*Stated exercise*
Rewrite the data below as a numbered list, using only the lines from the one containing "Check that each instance of the front" through the one containing "Check that each instance of the red". Leave out blank lines and pictures.

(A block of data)
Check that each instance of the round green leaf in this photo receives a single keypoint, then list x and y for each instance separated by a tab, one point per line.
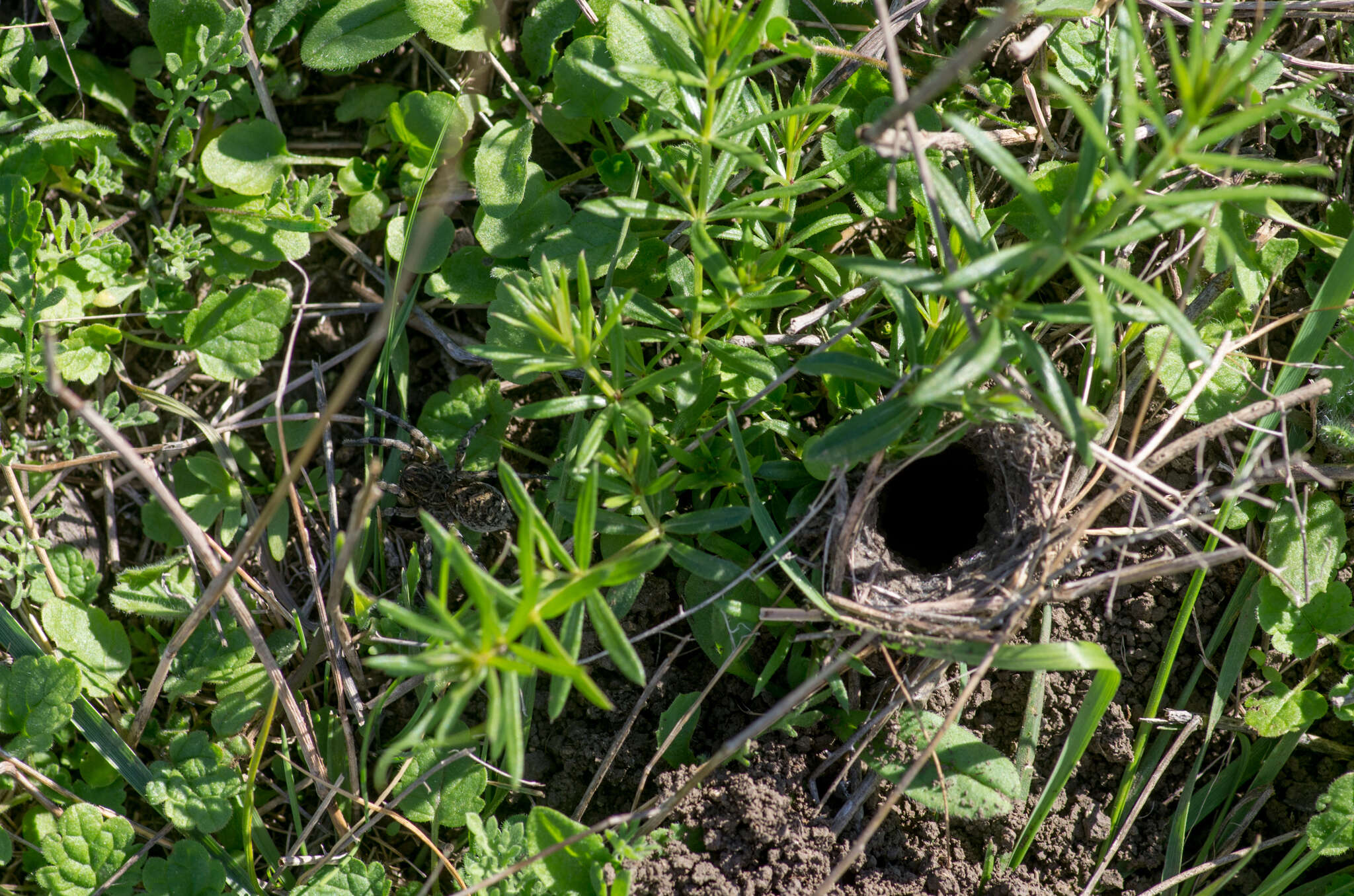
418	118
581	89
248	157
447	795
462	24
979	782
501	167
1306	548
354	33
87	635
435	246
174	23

...

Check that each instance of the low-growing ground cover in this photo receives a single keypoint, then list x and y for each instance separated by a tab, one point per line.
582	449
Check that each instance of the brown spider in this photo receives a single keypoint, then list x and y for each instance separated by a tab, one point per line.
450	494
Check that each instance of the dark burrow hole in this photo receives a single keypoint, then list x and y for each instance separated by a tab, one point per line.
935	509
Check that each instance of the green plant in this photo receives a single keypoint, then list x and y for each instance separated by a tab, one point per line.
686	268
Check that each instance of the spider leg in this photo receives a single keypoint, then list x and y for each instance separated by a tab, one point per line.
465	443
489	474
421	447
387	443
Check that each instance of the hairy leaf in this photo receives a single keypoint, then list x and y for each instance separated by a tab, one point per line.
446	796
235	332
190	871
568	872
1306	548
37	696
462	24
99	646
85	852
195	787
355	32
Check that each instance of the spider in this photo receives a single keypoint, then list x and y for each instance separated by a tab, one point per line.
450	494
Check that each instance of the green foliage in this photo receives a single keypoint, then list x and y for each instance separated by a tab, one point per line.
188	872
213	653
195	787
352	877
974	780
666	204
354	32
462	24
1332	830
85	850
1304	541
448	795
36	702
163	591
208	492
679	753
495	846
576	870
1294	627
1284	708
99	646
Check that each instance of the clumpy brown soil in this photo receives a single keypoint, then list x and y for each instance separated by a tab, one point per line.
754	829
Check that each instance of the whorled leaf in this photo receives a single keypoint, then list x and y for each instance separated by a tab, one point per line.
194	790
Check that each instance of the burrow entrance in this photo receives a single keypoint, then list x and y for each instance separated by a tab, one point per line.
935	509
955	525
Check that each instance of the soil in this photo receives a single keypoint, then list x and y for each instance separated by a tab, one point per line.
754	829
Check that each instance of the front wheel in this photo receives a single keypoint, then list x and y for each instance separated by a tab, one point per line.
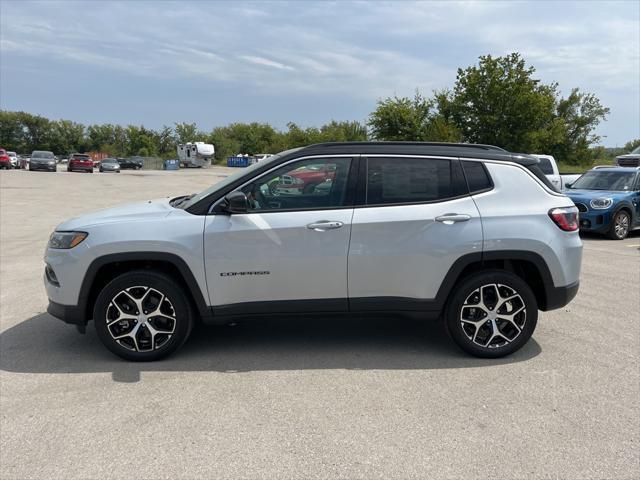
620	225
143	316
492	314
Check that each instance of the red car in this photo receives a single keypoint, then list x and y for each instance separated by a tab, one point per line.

*Worked answer*
1. Check that each instance of the front wheel in this photo receives a single keypoint, then list x and y for each instance separated by a tab, one point per line.
2. 620	225
3. 143	316
4. 492	314
5. Check that each instance of the red car in this photo receives a single keypoint, then list x and y for each instance separated by a tab, one point per line.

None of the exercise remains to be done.